- [About this exercise]:
Look for the word "order" in the data below, and copy every line that holds it.

[Records contained in a dataset]
□ □ □
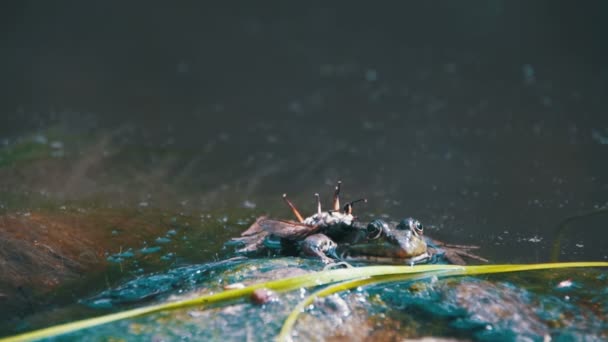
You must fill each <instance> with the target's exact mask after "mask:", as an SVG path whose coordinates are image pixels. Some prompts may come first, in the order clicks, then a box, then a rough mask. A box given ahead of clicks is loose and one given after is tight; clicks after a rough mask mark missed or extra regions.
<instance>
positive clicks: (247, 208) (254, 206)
mask: <svg viewBox="0 0 608 342" xmlns="http://www.w3.org/2000/svg"><path fill="white" fill-rule="evenodd" d="M242 205H243V208H247V209H255V207H256V204H255V203H254V202H252V201H250V200H245V201H244V202H243V204H242Z"/></svg>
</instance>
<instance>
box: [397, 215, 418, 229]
mask: <svg viewBox="0 0 608 342" xmlns="http://www.w3.org/2000/svg"><path fill="white" fill-rule="evenodd" d="M414 221H415V220H414V219H413V218H411V217H408V218H406V219H404V220H401V222H399V224H398V225H397V227H396V228H397V229H399V230H408V229H412V223H413V222H414Z"/></svg>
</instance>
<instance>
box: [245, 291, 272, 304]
mask: <svg viewBox="0 0 608 342" xmlns="http://www.w3.org/2000/svg"><path fill="white" fill-rule="evenodd" d="M277 299H278V298H277V296H276V294H275V293H274V292H273V291H270V290H269V289H257V290H255V291H253V293H252V294H251V301H252V302H253V303H254V304H258V305H262V304H266V303H269V302H274V301H276V300H277Z"/></svg>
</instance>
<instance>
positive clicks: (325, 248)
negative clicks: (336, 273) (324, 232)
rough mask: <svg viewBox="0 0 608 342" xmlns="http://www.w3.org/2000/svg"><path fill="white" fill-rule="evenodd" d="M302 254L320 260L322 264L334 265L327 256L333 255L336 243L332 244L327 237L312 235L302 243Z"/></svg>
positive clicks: (335, 248)
mask: <svg viewBox="0 0 608 342" xmlns="http://www.w3.org/2000/svg"><path fill="white" fill-rule="evenodd" d="M301 248H302V252H303V253H304V254H306V255H308V256H311V257H316V258H319V259H321V261H322V262H323V263H324V264H328V265H329V264H333V263H335V261H334V259H332V258H330V257H328V256H327V255H328V254H330V255H331V254H333V253H334V251H335V249H336V243H335V242H333V241H332V240H331V239H330V238H329V237H328V236H327V235H324V234H313V235H311V236H309V237H307V238H306V239H304V241H302V245H301Z"/></svg>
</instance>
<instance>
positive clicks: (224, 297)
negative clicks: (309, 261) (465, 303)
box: [0, 262, 608, 342]
mask: <svg viewBox="0 0 608 342" xmlns="http://www.w3.org/2000/svg"><path fill="white" fill-rule="evenodd" d="M563 267H608V262H579V263H555V264H531V265H486V266H457V265H420V266H368V267H356V268H346V269H337V270H329V271H321V272H314V273H309V274H305V275H301V276H296V277H289V278H283V279H279V280H273V281H269V282H265V283H260V284H254V285H251V286H248V287H245V288H242V289H234V290H227V291H223V292H219V293H215V294H209V295H203V296H199V297H196V298H192V299H185V300H181V301H176V302H170V303H162V304H157V305H151V306H146V307H142V308H137V309H131V310H126V311H122V312H117V313H113V314H109V315H105V316H100V317H94V318H89V319H85V320H81V321H76V322H71V323H66V324H61V325H56V326H53V327H49V328H44V329H40V330H35V331H31V332H27V333H24V334H20V335H15V336H9V337H6V338H2V339H0V342H9V341H11V342H12V341H33V340H38V339H43V338H49V337H53V336H58V335H62V334H67V333H71V332H75V331H77V330H81V329H86V328H92V327H95V326H99V325H102V324H106V323H110V322H115V321H118V320H122V319H128V318H134V317H139V316H143V315H147V314H151V313H155V312H159V311H167V310H176V309H182V308H187V307H191V306H210V305H217V304H220V303H226V302H230V301H235V300H239V299H243V298H248V297H249V296H250V295H251V293H252V292H253V291H255V290H256V289H260V288H268V289H271V290H275V291H278V292H284V291H291V290H295V289H299V288H302V287H314V286H319V285H326V284H331V283H336V282H342V281H347V280H353V279H356V280H357V281H363V280H364V278H370V277H375V276H376V277H377V276H380V275H381V276H384V277H387V279H388V278H390V276H395V277H399V276H401V277H403V276H404V275H411V274H414V273H425V274H426V273H429V276H430V275H433V274H441V275H474V274H486V273H501V272H515V271H524V270H534V269H548V268H563ZM438 271H442V272H438ZM374 281H378V279H375V280H374ZM294 322H295V320H294Z"/></svg>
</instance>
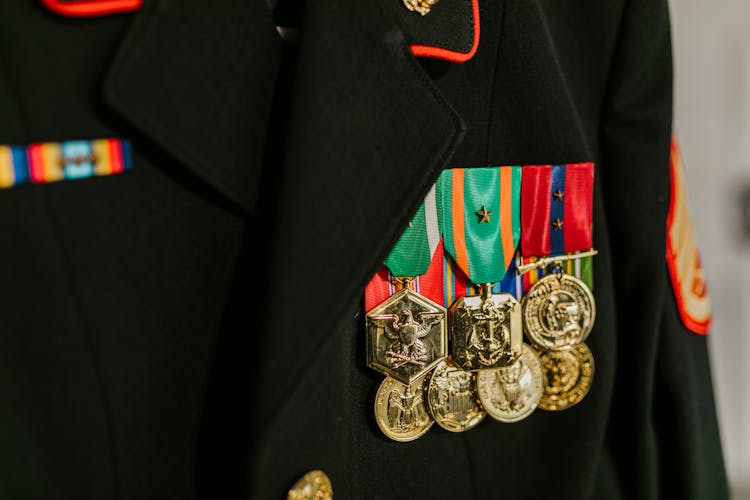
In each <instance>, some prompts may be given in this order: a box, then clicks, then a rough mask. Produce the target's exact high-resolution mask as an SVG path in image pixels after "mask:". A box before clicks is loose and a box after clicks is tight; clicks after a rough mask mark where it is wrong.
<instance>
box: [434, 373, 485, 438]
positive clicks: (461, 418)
mask: <svg viewBox="0 0 750 500" xmlns="http://www.w3.org/2000/svg"><path fill="white" fill-rule="evenodd" d="M427 401H428V403H429V408H430V413H431V414H432V418H434V419H435V422H437V424H438V425H439V426H440V427H442V428H443V429H445V430H447V431H450V432H464V431H468V430H469V429H473V428H474V427H476V426H477V425H478V424H479V422H481V421H482V420H483V419H484V416H485V415H486V413H485V411H484V410H483V409H482V407H481V406H480V405H479V403H478V402H477V393H476V374H475V373H472V372H467V371H464V370H462V369H461V368H459V367H457V366H456V365H454V364H453V362H449V361H441V362H440V364H439V365H438V366H437V367H436V368H435V371H433V372H432V376H431V377H430V383H429V388H428V390H427Z"/></svg>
□ □ □
- [Output for this exercise]:
You must fill each <instance> with the target's exact mask after "mask:", as an SVG path whose coordinates are image pixels. Some prompts may come first, in the order clicks, then a box, then a rough mask. A box given ahead of clicks is loose and one given after is tight; clicks after a rough mask mark missed or extra regions.
In each <instance>, some prompts may be given in this order: a box, then clicks, then a rough mask. Produce the target's exact high-resolution mask as an SVG path in image pixels after "mask:". A box before clicks is loose and a box after clicks is tight; clicks after a rough mask mark where it is wrong.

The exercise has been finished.